▶ **WHAT THE TASK ASKS**
Locate every line in the records below that holds the word "flower" and return each one.

▶ **INPUT RECORDS**
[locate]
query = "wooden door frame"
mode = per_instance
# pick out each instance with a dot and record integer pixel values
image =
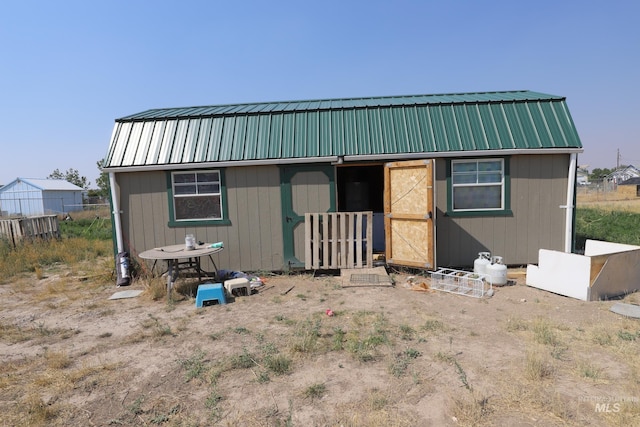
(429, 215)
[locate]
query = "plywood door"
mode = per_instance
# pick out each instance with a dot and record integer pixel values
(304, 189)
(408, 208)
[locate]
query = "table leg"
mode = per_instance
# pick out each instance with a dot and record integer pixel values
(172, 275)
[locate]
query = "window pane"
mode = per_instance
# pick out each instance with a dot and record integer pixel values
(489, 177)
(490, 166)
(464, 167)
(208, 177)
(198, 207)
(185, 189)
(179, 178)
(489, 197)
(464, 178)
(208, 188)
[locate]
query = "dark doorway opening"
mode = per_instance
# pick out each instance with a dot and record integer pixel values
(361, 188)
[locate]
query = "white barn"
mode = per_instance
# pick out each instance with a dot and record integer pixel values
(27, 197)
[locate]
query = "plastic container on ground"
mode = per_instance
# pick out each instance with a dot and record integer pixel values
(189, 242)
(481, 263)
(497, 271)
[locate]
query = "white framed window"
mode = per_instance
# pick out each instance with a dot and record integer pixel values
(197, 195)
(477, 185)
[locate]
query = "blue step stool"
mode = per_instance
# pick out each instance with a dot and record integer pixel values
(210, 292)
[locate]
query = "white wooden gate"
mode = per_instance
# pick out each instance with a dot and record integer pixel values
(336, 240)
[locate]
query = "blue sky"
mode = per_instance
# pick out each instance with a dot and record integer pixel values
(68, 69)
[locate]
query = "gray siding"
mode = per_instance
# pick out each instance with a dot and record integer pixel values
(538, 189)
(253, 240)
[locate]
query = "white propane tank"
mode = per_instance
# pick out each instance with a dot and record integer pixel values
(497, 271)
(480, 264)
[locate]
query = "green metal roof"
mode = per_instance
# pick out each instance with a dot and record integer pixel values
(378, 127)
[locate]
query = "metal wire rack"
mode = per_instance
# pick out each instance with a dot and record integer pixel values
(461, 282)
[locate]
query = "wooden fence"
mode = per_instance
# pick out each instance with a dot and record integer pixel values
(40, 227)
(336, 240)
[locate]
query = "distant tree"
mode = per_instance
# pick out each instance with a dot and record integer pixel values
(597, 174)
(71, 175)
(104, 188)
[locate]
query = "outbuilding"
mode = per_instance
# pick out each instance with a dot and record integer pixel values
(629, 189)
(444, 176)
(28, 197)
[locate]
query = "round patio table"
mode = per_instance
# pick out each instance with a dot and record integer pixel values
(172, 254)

--

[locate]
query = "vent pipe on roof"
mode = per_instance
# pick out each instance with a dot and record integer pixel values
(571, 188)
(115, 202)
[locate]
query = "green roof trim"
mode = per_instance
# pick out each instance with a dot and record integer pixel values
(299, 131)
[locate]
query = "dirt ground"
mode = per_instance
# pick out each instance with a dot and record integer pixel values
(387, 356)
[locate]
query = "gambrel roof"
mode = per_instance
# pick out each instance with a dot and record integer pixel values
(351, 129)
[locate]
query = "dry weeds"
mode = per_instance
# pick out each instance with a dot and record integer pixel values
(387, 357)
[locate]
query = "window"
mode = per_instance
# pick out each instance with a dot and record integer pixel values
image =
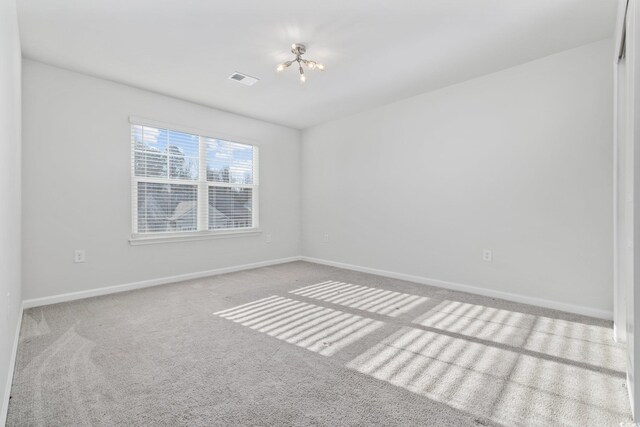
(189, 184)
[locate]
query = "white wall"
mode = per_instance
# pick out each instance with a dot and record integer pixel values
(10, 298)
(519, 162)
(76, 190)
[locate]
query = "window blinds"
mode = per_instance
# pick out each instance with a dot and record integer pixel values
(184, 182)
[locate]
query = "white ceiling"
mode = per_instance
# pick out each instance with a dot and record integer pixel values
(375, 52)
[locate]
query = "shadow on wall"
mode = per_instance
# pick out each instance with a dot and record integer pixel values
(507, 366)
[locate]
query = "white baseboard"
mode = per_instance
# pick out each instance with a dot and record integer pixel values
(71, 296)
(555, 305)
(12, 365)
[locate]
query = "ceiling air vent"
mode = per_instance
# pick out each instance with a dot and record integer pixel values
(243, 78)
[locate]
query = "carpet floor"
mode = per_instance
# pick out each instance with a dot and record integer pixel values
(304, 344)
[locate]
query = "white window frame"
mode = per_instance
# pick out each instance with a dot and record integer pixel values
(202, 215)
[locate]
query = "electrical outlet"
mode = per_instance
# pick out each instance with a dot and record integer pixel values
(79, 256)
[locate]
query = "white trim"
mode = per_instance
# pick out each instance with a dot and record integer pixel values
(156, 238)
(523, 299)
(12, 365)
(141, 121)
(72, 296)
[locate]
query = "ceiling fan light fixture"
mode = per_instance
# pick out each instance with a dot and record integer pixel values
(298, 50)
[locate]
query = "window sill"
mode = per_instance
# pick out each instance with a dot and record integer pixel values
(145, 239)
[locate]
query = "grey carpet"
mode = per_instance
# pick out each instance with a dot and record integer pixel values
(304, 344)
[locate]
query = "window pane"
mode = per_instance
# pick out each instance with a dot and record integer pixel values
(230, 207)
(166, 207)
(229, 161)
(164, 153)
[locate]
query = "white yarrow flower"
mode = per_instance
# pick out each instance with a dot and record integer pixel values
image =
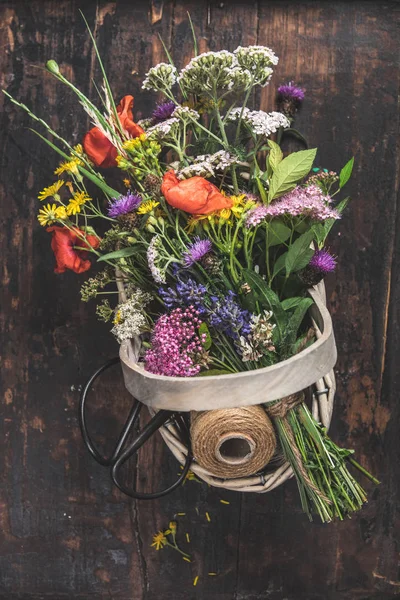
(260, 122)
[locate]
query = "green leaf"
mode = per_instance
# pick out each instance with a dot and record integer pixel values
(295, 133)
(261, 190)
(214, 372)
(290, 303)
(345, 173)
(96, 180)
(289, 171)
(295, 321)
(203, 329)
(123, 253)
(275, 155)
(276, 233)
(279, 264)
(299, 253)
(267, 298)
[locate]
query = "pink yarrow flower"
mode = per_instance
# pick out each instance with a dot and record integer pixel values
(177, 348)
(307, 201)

▶ **COMPLETED EXERCISE**
query = "white yarrow flower"
query = "pink yarrow flower"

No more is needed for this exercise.